## WRITTEN PROBLEM A
Report only the number of lines in the listing that contain the string "gooseneck". Matches must be case-sensitive.

## PASSAGE
The
F.L. Emmert Company was founded more than a century
ago as one of the nation's first recycling businesses.
In 1881, two Cincinnati saloon owners spotted an opportunity
to capitalize on the city's booming brewery industry.
Savior Maier and his son-in-law, Ohio Civil War veteran
Frederick Louis Emmert Sr. (-1889), ran a saloon at
the corner of Vine Street and Clifton Avenue just outside
downtown Cincinnati.
Cincinnati's
brewery industry enjoyed great success during the nineteenth
and early twentieth centuries because of the superior
quality of grain used in processing. German brewers
from the surrounding neighborhood made frequent visits
to Maier and Emmert's saloon. They often complained
that local farmers were unreliable when it came to picking
up spent grain to use for livestock feed. Emmert arranged
contracts with the breweries and agreed to take the
spent grain off their hands and sell it to farmers,
milk producers, and feed dealers. The abundance of breweries
nearby assured the young company of constant supplies.
After several decades of simply reselling wet grain, The F.L. Emmert Company
decided to expand. In the late 1920s and early 1930s,
it began drying the grain. Now the finished product
could easily be shipped across the country and stored
for long periods of time. At the time, The F.L. Emmert
Company was one of only a handful of businesses nationwide
who used this drying process for spent brewers grain.
Prohibition
and the Volstead Act of 1919 were mentioned repeatedly
in company correspondence during the 1920s and 1930s.
The Volstead Act prohibited the sale, manufacture, and
transportation of alcoholic beverages. Prohibition impacted
The F.L. Emmert Company because brewers' waste products
were the mainstay of its business. One of the company's
largest suppliers, the Moerlein Company, closed in 1919
amid Prohibition and anti-German hysteria that accompanied
World War I. Except for Buckmann's brewery, which produced
a diluted "near beer," most breweries in the area closed
by 1933.
Written
correspondence between F.L. Emmert Jr. and his father
during the early 1930s shows how the company survived.
On January 26, 1933, Fred Jr. wrote to his father asking
for a personal loan of $20,000 to help the company.

## WRITTEN PROBLEM B
According to the passage on the F.L. Emmert Company, which of the company's largest suppliers closed in 1919?

[Saved data entries]
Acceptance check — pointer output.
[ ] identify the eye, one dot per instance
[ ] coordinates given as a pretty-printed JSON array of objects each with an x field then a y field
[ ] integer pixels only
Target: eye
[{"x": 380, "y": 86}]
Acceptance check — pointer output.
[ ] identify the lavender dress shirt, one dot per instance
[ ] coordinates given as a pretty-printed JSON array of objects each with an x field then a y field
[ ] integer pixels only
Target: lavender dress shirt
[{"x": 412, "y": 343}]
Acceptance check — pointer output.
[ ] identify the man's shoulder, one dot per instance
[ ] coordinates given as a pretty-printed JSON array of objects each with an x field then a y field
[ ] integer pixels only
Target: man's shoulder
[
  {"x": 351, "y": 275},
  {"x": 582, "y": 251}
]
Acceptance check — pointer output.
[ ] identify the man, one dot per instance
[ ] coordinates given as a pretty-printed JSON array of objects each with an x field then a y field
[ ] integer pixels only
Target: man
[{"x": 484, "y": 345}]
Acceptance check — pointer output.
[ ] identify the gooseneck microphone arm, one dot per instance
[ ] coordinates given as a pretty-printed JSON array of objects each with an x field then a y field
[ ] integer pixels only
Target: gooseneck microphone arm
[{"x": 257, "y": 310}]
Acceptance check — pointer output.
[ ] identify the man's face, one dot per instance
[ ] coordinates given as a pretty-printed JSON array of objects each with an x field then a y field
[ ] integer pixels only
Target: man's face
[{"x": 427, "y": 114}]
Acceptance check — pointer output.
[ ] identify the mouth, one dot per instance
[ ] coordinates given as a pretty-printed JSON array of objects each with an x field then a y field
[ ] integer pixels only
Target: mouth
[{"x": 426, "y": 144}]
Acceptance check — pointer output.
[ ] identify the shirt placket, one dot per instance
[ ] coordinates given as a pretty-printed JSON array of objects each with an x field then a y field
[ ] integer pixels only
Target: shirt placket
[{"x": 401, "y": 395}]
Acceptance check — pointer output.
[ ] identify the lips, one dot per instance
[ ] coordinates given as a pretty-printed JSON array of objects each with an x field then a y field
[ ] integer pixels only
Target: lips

## TASK ANSWER A
2

## TASK ANSWER B
The Moerlein Company